→ **Travail demandé**
Dans le texte sur la comparaison des systèmes de santé, à quel rang l'étude du Commonwealth Fund de 2021 place-t-elle la France ?

Ces paramètres influent sur la performance du système au-delà de son architecture institutionnelle.

Classements internationaux : que valent-ils réellement ?

Des organismes internationaux effectuent régulièrement des classements, comme l’Indice de Performance des Systèmes de Santé du Commonwealth Fund ou l’analyse comparative de l’OMS. Ces classements s’appuient souvent sur une batterie d’indicateurs, mais leur méthodologie diffère :

  • L’étude du Commonwealth Fund de 2021 place la Norvège, les Pays-Bas puis l’Australie en tête, la France au 5ème rang, les États-Unis en dernière position parmi les 11 pays étudiés – principalement à cause de l’équité et du coût.
  • L’OMS, dans sa fameuse étude de 2000, avait placé la France au premier rang, mais cette méthodologie a été discutée pour les choix de pondérations.

Ces classements donnent des tendances, mais ne reflètent ni la totalité de l’expérience utilisateur, ni les adaptations à la pandémie ou aux nouvelles technologies. Ils restent des outils, pas des verdicts immuables.

L’arbitrage entre qualité, coût et accessibilité

Un système performant doit arbitrer entre plusieurs impératifs :

  • Qualité des soins : Mesurée par les résultats de santé, la satisfaction, la sécurité des patients (taux d’événements indésirables, retards de diagnostic, etc.).
  • Coût : Soutenabilité pour l’État et les individus, capacité à investir dans l’innovation sans sacrifier l’accès aux soins de base.
  • Accessibilité : Égalité d’accès, rapidité de prise en charge, gestion des listes d’attente.

Le Royaume-Uni, par exemple, combine une couverture universelle et un reste à charge très bas, mais subit régulièrement des critiques sur la rapidité d’accès et les files d’attente au NHS (cf. BBC News).

Quelques paradoxes et défis contemporains

La pandémie de COVID-19 a mis en lumière les vulnérabilités mais aussi les forces inégalement réparties selon les systèmes :

  • Résilience : Les pays dotés de systèmes centralisés (comme le Danemark) ont pu rapidement redéployer leurs ressources ; d’autres ont souffert de fragmentation (ex. : Italie du Nord/Sud).
  • Numérisation : L’Estonie, pourtant modeste, se distingue par la digitalisation avancée de ses services de santé, facilitant la coordination et l’accès aux données médicales (source : e-Estonia).
  • Inégalités persistantes : Y compris dans les pays développés, les minorités ou les populations rurales restent moins bien servies, faute de politiques adaptées (voir étude OMS, 2022).

Dans l’analyse comparative, ces questions ont souvent plus de poids que la simple structure du mode de financement.

Comparer, c’est aussi s’inspirer

L’exercice comparatif présente une vertu essentielle : offrir des pistes d’amélioration pour chaque pays. Ainsi, les politiques de prévention scandinaves, la maîtrise des coûts en Espagne, ou la digitalisation en Estonie sont régulièrement érigés en exemples. De plus en plus, les innovations dépassent les frontières institutionnelles : télémédecine, parcours coordonné, empouvoirement des patients…

  • En Allemagne, la réforme des hôpitaux (Regulierung der Krankenhauslandschaft, 2023) vise à concentrer les plateaux techniques pour gagner en qualité et en efficience.

→ **Données**
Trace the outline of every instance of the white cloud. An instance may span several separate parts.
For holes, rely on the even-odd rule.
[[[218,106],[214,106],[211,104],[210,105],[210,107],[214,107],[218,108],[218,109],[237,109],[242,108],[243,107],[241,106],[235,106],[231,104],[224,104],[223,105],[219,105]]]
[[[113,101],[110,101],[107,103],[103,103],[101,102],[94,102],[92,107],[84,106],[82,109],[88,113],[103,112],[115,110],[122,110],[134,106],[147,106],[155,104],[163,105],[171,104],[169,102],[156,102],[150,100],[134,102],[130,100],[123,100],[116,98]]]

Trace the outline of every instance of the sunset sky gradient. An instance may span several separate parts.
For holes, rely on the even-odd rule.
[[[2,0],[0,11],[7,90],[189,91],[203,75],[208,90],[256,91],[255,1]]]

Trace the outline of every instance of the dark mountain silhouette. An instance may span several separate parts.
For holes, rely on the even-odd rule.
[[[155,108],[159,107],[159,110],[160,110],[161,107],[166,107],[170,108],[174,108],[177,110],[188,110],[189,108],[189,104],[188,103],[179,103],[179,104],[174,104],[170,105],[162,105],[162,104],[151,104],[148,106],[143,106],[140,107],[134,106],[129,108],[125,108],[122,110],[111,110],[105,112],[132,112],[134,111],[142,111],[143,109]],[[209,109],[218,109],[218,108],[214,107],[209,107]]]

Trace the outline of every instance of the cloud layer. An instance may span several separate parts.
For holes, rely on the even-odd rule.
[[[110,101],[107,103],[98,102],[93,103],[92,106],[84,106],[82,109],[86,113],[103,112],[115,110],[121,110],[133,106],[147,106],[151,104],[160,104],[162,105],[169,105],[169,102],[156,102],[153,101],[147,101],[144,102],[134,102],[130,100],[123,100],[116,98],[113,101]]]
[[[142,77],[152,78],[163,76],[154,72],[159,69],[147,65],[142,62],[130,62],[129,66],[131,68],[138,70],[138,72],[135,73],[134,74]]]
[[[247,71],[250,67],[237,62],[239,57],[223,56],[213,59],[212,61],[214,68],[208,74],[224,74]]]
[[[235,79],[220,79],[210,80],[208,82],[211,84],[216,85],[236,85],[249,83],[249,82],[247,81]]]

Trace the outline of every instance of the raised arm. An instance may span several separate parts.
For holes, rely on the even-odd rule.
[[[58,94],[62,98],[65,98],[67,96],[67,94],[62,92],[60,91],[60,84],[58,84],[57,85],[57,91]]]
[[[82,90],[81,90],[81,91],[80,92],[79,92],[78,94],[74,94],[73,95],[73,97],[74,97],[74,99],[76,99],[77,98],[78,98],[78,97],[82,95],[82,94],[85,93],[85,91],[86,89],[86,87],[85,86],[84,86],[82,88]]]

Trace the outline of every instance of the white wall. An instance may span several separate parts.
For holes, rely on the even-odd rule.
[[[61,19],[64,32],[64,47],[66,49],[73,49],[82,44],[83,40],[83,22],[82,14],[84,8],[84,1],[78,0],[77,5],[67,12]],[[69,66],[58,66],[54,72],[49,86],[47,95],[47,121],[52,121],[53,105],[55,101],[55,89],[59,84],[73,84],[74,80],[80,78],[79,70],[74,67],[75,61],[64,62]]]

→ **Résultat obtenu**
Au 5ème rang.